VORGEGEBENER TEXT:
┌──
Beispiel (Konzernbezogene Gründe im Gegenbeweis)

An der deutschen D-GmbH ist die in den Niederlanden ansässige NL1-BV beteiligt, deren Alleingesellschafterin die in den USA ansässige börsennotierte US-Inc ist. Die US-Inc hält neben der NL1-BV auch sämtliche Anteile an der NL2-BV. Die NL1-BV übt keine eigene Wirtschaftstätigkeit aus. Die NL2-BV übt hingegen eine Wirtschaftstätigkeit aus, die zudem im Zusammenhang mit der Tätigkeit der D-GmbH steht. Die D-GmbH beabsichtigt nun eine Gewinnausschüttung an NL1-BV. Hat die NL1-BV hierbei Anspruch auf Entlastung von der KapESt?
└──
BEREITGESTELLTE DATEN:
┌──
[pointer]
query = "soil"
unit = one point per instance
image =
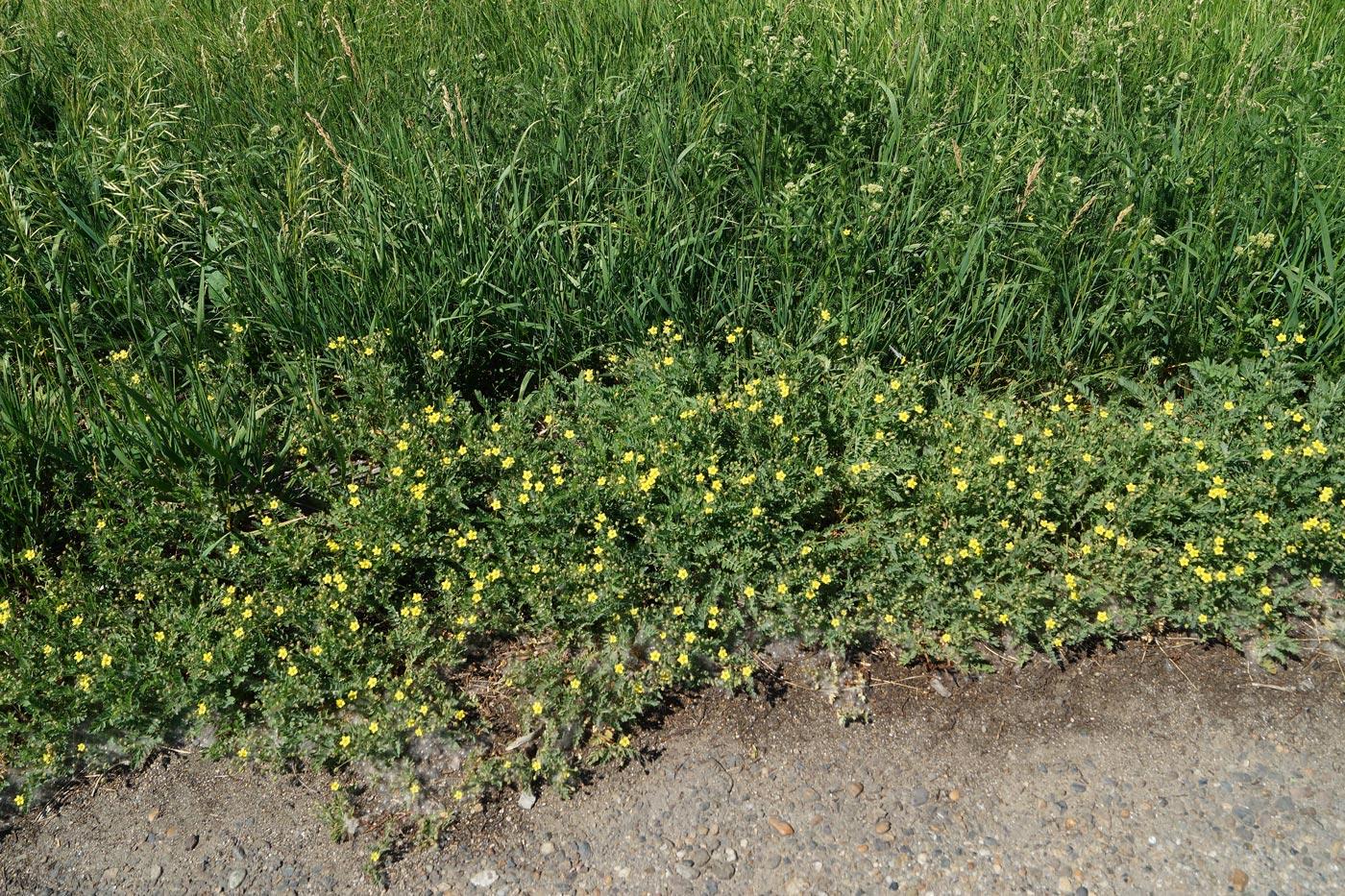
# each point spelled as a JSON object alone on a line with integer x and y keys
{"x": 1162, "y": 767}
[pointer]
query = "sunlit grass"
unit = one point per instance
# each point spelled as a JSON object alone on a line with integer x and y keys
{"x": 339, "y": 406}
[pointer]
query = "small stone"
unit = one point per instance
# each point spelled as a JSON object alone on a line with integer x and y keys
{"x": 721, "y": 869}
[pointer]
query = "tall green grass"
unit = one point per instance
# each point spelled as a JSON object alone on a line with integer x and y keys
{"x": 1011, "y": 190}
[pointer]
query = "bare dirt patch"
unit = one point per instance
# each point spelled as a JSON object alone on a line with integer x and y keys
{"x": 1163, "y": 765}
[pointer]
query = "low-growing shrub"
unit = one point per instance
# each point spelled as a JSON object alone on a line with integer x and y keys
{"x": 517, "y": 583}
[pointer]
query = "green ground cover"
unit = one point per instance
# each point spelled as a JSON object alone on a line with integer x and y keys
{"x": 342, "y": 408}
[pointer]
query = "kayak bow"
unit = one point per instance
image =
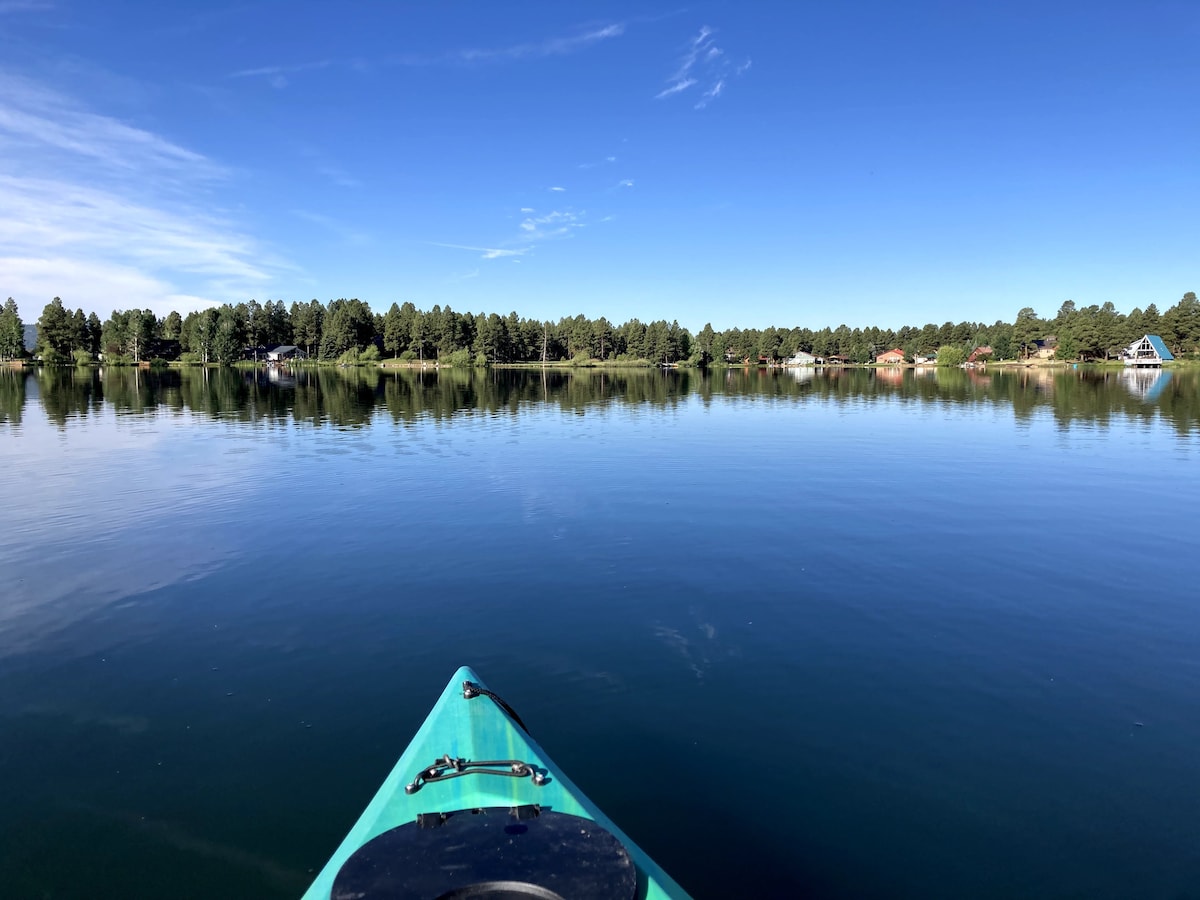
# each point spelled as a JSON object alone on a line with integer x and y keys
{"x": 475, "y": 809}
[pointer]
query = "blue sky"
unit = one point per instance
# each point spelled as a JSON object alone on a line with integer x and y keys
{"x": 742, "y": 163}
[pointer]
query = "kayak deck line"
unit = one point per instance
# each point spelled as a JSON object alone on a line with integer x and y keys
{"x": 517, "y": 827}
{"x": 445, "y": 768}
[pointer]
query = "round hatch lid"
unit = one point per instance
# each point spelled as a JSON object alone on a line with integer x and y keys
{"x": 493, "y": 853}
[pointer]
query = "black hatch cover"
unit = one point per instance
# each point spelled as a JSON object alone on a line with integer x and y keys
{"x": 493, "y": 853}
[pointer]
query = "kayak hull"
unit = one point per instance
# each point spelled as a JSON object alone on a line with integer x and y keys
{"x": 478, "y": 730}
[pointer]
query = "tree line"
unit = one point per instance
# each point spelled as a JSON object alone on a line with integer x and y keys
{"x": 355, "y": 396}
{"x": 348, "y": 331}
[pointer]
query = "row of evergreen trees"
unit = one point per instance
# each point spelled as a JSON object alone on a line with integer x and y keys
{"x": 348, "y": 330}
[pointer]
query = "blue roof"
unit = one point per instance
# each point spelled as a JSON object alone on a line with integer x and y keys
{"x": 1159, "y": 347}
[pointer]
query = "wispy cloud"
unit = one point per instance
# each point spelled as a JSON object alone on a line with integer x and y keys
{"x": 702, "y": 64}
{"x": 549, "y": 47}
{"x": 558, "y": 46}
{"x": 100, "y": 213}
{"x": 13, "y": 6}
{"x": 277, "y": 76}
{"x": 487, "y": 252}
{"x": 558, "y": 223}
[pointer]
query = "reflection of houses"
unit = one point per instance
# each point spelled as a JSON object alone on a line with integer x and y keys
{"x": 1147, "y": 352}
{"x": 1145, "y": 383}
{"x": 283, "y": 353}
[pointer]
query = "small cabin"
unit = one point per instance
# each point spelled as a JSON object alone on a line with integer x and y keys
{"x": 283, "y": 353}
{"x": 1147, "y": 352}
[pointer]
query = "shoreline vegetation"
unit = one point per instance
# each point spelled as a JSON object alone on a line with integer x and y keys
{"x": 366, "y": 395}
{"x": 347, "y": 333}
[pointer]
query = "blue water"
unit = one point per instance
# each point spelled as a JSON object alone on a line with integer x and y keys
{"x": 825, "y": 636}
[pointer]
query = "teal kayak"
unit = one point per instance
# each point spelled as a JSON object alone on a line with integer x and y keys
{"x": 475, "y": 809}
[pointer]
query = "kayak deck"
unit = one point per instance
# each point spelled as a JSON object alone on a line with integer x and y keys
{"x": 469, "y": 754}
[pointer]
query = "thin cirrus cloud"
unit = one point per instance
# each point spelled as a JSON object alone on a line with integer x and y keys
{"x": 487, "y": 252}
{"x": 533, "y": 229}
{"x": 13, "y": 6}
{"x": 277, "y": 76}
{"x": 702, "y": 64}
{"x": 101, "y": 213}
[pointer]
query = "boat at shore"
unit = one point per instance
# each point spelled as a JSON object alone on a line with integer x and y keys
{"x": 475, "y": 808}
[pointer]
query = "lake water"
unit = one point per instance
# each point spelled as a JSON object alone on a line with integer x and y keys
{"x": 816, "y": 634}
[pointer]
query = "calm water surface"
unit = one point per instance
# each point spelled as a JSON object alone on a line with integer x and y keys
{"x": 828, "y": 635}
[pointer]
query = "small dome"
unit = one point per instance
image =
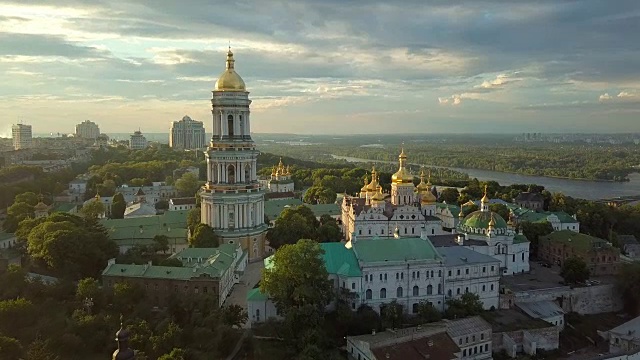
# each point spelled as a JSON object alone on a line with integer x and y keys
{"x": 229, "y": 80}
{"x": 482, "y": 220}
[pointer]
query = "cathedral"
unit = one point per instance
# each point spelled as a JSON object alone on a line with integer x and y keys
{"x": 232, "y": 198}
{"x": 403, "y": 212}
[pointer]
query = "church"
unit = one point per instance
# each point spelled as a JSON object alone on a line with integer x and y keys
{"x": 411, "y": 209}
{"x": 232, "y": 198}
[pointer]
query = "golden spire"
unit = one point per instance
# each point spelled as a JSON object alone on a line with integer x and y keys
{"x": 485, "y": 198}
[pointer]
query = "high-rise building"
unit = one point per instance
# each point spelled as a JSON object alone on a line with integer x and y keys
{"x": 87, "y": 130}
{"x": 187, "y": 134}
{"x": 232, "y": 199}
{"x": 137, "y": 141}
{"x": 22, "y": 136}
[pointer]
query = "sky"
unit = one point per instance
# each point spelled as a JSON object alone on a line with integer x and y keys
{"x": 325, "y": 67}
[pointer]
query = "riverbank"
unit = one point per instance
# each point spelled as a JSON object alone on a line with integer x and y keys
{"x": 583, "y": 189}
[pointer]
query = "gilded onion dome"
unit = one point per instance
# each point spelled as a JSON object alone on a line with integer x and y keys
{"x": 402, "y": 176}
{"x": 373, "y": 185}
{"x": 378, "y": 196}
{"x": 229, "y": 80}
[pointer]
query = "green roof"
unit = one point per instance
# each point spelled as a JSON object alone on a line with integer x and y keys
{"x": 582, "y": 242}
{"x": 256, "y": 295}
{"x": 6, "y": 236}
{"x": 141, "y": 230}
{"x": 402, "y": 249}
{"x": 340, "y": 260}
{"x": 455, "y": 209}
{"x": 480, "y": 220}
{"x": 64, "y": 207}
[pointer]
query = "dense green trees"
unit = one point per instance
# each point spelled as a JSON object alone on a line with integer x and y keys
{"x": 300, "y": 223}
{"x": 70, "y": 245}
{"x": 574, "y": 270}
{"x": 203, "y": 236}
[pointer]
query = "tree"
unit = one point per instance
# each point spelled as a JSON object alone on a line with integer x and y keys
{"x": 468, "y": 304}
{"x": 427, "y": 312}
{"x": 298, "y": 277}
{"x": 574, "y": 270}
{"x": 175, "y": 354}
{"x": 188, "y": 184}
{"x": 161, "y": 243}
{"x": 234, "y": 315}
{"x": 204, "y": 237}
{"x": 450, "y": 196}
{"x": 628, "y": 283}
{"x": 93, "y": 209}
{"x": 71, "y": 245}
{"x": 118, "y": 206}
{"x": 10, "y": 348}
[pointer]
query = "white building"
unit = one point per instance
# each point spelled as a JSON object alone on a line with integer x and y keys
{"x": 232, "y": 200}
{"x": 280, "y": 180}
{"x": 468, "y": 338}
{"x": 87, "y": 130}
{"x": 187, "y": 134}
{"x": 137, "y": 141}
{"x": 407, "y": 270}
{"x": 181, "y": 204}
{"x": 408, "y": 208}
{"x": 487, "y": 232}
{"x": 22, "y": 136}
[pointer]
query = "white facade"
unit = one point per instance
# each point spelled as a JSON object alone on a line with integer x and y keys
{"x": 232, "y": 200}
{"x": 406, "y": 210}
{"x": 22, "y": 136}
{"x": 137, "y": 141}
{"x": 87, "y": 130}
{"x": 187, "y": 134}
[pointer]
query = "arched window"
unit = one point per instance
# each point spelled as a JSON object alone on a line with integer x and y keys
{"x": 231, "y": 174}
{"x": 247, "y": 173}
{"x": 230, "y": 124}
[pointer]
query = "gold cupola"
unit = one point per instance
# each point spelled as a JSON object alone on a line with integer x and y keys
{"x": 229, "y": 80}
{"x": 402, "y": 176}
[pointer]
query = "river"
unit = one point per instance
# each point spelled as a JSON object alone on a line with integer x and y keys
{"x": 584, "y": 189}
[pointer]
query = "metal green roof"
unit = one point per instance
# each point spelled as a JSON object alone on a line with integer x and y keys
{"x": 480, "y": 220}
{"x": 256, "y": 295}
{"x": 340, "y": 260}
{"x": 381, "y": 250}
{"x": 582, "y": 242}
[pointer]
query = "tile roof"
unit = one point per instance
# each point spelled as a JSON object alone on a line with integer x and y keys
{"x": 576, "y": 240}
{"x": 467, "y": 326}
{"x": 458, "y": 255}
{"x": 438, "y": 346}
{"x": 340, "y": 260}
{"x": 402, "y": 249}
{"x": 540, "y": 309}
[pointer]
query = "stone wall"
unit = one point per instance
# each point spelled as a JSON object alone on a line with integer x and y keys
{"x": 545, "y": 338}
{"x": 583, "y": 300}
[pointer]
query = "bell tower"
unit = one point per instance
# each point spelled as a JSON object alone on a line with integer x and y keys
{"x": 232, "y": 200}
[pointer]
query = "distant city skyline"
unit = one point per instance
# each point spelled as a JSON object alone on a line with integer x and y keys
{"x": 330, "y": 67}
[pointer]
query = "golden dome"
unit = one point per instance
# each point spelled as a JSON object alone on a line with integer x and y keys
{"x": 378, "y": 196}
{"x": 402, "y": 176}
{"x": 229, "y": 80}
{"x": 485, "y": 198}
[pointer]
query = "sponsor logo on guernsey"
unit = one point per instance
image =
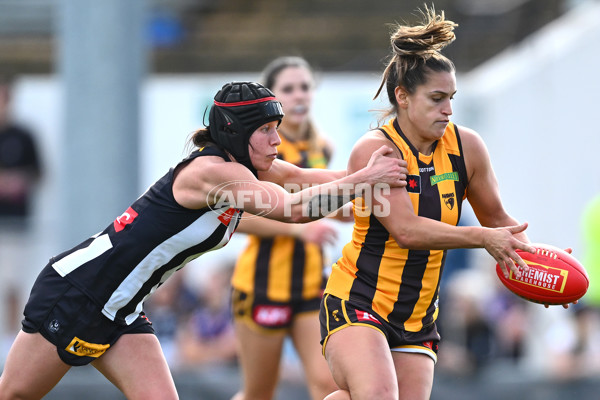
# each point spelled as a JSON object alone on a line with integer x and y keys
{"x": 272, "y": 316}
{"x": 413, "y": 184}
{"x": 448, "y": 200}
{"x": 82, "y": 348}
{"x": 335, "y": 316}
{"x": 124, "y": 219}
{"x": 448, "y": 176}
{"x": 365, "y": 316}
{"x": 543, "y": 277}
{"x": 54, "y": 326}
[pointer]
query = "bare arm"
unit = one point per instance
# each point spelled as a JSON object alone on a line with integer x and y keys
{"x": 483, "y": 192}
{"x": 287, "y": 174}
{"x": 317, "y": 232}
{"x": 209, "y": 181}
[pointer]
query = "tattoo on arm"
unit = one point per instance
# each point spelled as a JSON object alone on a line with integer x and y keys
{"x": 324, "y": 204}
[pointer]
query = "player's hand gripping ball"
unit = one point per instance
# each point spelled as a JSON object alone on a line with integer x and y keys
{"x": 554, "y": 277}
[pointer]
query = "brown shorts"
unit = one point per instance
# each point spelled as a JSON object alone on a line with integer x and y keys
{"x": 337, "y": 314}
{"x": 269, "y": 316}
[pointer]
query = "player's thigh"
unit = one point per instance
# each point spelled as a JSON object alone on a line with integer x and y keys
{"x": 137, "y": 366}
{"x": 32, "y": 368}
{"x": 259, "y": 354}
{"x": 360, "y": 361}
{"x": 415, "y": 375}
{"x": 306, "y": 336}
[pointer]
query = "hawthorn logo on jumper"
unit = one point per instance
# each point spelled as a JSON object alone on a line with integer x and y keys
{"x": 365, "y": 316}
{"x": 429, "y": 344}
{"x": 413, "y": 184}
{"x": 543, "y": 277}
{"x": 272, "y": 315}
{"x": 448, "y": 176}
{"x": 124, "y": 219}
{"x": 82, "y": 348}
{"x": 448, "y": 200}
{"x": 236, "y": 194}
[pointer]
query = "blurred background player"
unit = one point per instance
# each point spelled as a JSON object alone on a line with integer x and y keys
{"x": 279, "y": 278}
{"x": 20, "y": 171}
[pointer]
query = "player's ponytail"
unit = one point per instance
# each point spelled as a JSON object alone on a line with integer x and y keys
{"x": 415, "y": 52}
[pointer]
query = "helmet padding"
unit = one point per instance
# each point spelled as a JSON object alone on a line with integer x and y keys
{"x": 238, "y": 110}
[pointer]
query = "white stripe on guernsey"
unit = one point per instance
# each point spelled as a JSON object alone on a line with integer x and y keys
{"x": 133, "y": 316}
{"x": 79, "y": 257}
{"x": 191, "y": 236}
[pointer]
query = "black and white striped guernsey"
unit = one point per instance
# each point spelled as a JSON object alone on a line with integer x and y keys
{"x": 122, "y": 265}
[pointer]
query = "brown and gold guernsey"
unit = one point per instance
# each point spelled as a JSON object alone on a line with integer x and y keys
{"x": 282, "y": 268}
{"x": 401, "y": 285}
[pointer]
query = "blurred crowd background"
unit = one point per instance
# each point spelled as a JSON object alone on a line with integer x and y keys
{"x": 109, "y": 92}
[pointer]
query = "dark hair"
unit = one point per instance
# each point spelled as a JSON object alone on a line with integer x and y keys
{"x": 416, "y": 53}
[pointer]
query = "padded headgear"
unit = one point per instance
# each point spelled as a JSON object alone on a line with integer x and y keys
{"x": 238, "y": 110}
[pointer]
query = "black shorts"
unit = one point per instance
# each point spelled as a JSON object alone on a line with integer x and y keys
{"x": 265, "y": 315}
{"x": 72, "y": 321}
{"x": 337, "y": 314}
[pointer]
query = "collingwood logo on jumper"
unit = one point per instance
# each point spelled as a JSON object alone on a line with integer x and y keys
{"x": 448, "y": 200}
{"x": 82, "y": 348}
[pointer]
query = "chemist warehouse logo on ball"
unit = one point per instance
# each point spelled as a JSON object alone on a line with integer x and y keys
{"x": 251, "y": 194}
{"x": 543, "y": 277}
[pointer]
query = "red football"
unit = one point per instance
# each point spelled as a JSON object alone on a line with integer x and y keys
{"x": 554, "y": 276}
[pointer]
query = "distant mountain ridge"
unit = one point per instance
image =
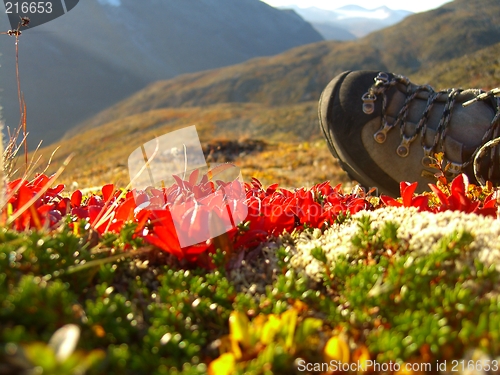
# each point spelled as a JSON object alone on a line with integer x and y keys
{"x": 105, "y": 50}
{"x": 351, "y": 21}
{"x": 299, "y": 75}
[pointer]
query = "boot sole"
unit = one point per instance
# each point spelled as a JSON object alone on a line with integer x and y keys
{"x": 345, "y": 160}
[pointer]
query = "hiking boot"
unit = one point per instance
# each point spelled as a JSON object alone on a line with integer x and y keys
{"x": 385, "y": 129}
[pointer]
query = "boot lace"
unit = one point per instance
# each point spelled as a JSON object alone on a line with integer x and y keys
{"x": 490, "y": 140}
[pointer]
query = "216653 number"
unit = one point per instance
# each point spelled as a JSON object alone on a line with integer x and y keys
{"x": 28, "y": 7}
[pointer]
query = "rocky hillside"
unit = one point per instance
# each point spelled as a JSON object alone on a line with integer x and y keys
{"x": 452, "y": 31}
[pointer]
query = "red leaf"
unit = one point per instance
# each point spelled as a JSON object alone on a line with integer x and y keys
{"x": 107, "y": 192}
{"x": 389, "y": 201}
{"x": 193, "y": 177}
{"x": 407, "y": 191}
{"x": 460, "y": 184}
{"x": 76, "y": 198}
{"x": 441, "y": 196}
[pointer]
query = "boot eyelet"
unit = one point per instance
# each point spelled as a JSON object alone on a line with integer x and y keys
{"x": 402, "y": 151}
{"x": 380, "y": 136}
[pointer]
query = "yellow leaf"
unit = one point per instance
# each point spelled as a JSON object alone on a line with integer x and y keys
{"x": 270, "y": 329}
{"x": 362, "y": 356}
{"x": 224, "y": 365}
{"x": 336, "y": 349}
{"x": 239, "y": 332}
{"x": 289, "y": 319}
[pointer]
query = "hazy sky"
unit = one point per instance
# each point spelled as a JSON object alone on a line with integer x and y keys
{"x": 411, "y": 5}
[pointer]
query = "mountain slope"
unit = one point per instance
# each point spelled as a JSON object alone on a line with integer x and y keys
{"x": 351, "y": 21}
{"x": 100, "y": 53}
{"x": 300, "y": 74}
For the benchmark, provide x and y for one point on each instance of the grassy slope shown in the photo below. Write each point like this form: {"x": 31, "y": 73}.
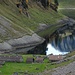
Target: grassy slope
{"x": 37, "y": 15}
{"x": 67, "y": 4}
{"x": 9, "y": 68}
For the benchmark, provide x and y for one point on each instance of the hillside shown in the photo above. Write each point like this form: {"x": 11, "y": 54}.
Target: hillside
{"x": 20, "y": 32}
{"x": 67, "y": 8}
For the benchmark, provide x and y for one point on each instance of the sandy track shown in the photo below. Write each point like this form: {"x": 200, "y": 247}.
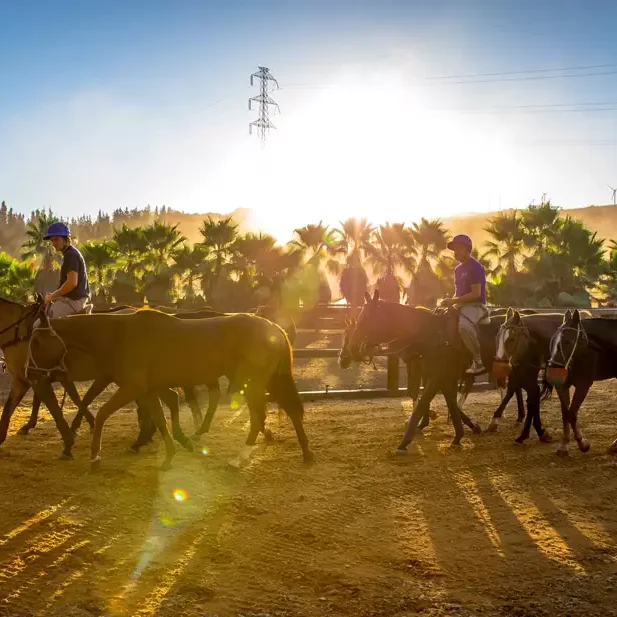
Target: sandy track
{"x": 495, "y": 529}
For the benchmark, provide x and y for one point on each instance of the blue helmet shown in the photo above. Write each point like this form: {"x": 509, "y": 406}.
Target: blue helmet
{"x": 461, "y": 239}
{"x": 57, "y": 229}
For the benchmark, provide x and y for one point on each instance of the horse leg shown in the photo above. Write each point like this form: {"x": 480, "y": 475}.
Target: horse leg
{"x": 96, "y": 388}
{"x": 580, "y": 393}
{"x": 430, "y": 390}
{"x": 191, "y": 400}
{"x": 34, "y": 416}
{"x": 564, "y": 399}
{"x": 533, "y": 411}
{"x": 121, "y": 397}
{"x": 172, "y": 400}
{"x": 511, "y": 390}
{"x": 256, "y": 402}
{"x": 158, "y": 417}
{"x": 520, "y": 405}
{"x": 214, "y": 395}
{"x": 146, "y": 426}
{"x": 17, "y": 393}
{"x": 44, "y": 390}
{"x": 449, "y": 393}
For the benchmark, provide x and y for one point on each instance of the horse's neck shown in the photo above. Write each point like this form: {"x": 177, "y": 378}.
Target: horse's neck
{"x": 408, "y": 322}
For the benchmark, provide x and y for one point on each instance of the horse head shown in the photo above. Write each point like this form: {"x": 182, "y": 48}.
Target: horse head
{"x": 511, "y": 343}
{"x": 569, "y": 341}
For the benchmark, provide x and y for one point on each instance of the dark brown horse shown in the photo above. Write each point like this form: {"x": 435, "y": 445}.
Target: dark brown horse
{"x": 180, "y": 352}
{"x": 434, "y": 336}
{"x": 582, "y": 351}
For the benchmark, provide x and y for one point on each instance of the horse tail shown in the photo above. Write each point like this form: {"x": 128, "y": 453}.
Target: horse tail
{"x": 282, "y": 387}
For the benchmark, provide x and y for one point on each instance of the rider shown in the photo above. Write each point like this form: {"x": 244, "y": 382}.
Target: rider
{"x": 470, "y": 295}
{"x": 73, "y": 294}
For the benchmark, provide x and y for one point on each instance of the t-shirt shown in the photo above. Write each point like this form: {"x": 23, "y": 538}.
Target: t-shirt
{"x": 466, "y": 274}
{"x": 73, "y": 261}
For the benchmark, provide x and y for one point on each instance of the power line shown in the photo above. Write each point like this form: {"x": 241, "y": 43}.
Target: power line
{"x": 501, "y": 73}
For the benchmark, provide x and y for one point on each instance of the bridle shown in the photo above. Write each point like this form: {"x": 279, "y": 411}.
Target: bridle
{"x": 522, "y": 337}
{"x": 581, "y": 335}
└──
AUFGABENLISTE:
1 - Zähle, in wie vielen Zeilen der Auflistung die Zeichenfolge „below“ vorkommt, und achte dabei auf Groß- und Kleinschreibung. Gib nur die Zahl an.
2 - Setze bitte das Beispiel zur KapESt-Entlastung nach seinem letzten Satz fort.
Das Beispiel zur KapESt-Entlastung und die Auflistung haben inhaltlich nichts miteinander zu tun.

ERGEBNISSE JE AUFGABE:
1 - 2

2 -
Lösung

Die Beantwortung dieser Frage hängt von der Auslegung der persönlichen Entlastungsberechtigung (§ 50d Abs. 3 Satz 1 Nr. 1 EStG) ab. Fordert man (wie hier vertreten) eine Rechtsfolgenkongruenz (vgl. Rz. 209 ff.) so fehlt bereits die persönliche Entlastungsberechtigung nicht, da die US-Inc. nach Art. 10 Abs. 3 DBA-USA ebenfalls einen Entlastungsanspruch auf 0 % hätte. Aufgrund der Börsennotierung der US-Inc. muss auf deren Ebene auch nicht § 50d Abs. 3 EStG nochmals fiktiv geprüft werden (vgl. Rz. 586 ff.; sog. verschachtelte Prüfung). Danach würde der Entlastungsanspruch der NL1-BV nicht nach § 50d Abs. 3 EStG versagt. Fordert man hingegen mit der FinVerw eine Rechtsgrundkongruenz (vgl. Rz. 208), ...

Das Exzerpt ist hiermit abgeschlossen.